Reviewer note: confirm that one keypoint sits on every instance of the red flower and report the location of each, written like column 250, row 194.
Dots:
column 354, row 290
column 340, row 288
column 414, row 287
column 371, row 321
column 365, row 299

◇ ◇ ◇ ◇ ◇

## What is expected
Copy the material above, changing "keypoint" to "marker" and leaving everything else unchanged.

## Task answer
Reviewer note: confirm that one marker sits on every instance of the red flower and report the location of each, written like column 250, row 194.
Dots:
column 354, row 290
column 340, row 288
column 414, row 287
column 371, row 321
column 365, row 299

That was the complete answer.